Convert the listing below into a two-column CSV with the headers "prompt" and "response", one row for each item. Put each item's text under "prompt" and its answer under "response", wrap every field in double quotes, and turn any line break inside a field into a space.

Start of INPUT

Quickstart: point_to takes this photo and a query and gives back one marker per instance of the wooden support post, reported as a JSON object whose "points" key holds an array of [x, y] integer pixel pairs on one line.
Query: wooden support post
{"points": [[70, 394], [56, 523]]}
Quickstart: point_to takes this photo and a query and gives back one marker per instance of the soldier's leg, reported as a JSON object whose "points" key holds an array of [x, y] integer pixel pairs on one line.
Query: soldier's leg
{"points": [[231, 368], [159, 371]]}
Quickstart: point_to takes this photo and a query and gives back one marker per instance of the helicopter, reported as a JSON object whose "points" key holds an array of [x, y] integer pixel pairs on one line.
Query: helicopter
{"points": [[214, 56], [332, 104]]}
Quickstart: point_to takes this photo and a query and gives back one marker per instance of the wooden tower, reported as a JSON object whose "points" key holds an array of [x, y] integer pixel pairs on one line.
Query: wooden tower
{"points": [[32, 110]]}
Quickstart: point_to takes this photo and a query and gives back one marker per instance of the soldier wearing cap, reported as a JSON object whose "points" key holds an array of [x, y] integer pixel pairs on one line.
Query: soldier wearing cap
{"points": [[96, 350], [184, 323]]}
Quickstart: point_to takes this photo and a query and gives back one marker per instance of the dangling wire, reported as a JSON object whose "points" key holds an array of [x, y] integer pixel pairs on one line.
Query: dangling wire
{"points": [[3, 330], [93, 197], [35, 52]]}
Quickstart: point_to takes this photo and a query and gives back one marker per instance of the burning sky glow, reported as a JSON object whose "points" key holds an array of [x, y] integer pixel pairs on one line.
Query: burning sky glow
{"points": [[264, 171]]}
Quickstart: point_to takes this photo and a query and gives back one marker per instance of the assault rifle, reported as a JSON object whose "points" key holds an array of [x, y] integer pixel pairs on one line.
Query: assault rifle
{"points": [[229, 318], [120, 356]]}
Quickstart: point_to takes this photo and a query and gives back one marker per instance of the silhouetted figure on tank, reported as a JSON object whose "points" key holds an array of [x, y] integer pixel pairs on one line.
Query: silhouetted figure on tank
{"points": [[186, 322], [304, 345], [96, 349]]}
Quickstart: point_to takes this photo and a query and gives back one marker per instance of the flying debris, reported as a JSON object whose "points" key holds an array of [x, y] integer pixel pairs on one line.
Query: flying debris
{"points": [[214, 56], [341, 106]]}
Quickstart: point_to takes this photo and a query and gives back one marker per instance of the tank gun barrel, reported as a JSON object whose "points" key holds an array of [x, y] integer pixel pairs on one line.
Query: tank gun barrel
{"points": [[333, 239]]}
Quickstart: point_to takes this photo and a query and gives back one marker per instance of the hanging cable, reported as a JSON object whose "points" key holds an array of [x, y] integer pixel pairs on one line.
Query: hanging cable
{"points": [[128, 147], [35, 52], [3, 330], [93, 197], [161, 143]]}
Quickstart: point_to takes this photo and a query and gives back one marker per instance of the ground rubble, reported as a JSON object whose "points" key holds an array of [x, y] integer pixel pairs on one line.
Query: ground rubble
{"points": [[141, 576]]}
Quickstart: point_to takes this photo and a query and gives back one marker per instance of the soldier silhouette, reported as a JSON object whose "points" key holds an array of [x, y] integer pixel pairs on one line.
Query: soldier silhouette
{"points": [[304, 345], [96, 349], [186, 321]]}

End of INPUT

ANSWER TO THIS TASK:
prompt,response
"Quickstart: point_to takes this photo and a query and gives back one marker per instance of the wooden support post, reported as a JSON object whose ""points"" key holds an array of [x, y] integer pixel pairs on one line. Query: wooden support post","{""points"": [[70, 394], [56, 523]]}"
"Quickstart: point_to takes this photo and a query and gives back one marker per instance of the soldier's leg, reported as a JSON object whose ""points"" key holds an array of [x, y] integer pixel pairs on one line. Query: soldier's leg","{""points"": [[231, 368], [159, 371]]}"
"Quickstart: point_to takes this photo and a query and gives back one marker per instance of the helicopter, reported as a JSON object whose ""points"" key holds an array of [x, y] integer pixel pairs on one line. Query: helicopter","{""points"": [[214, 56], [332, 104]]}"
"Quickstart: point_to takes this photo and a query and gives back one marker per instance of the wooden tower, reported as a JSON object whose ""points"" key holds an array of [x, y] integer pixel pairs on one line. Query: wooden tower","{""points"": [[32, 110]]}"
"Quickstart: point_to takes this photo and a query and gives back one marker per instance of the soldier wearing cap, reported as a JSON object whose ""points"" key holds an array of [x, y] integer pixel pairs on one line. Query: soldier wearing cap","{""points"": [[96, 350], [184, 323]]}"
"Quickstart: point_to takes this photo and a query and gives back one marker per instance of the dangling wire, reported as a JSON object whose ""points"" key holds an array of [x, y] integer pixel pairs on one line. Query: dangling wire","{""points"": [[3, 330], [93, 197], [35, 52]]}"
"Quickstart: point_to takes this photo and a query and gives back one marker per instance of the burning sky glow, reported as a JSON object whose ""points"" key holds an array of [x, y] integer pixel pairs on one line. Query: burning sky glow","{""points"": [[264, 171]]}"
"Quickstart: point_to takes this photo and a query and gives back one marker per instance of the assault rifle, reported as a JSON object whose ""points"" key holds an array of [x, y] integer pixel pairs on one line. Query: assault rifle","{""points"": [[229, 318], [120, 356]]}"
"Quickstart: point_to takes this photo and a query and gives back one marker per instance of the silhouetted figure on tank, reported as a JSON object whose ""points"" key holds an array of [x, y] integer pixel pairs on one line. Query: silhouetted figure on tank","{""points"": [[186, 322], [304, 345], [96, 349]]}"
"Quickstart: point_to takes this photo and a query and gives back one marker per instance of the flying debris, reported as a JSON object whose ""points"" key holds an array of [x, y] integer pixel pairs on one line. Query: flying debris","{""points"": [[214, 56], [341, 106]]}"
"Quickstart: point_to takes this photo and a query and gives back one marker per instance of the tank gun barrel, reported as a JSON object whose ""points"" key holds an array of [x, y] integer pixel pairs on one line. Query: tank gun barrel","{""points"": [[333, 239]]}"
"Quickstart: point_to takes this photo and a query and gives back one marker per instance of the hanging cable, reported as a JSON object whose ""points"" key holds an array of [x, y] integer pixel pairs on one line. Query: hanging cable","{""points"": [[128, 147], [35, 52], [3, 330], [93, 197], [161, 143]]}"
"Quickstart: point_to takes this photo and a query and gives back one marker per instance of the ground rubble, reported as a JSON object whose ""points"" key holds an array of [x, y] integer pixel pairs on one line. Query: ground rubble","{""points"": [[141, 576]]}"
"Quickstart: point_to takes this photo and a query and gives back one marker per instance of the soldier silhouette, reported as a JSON object whose ""points"" key holds an array of [x, y] integer pixel pairs on one line. Query: soldier silhouette","{""points"": [[304, 345], [96, 349], [186, 321]]}"